Dataset records:
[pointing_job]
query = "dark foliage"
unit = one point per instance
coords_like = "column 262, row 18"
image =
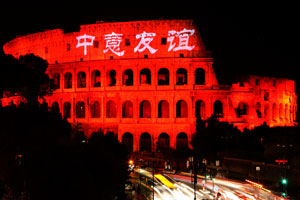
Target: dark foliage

# [SET EXERCISE]
Could you return the lines above word for word, leaving out any picture?

# [SOLUTION FOR THIS TASK]
[pointing_job]
query = "dark foliage"
unit = one point per instance
coords_like = "column 262, row 18"
image =
Target: dark foliage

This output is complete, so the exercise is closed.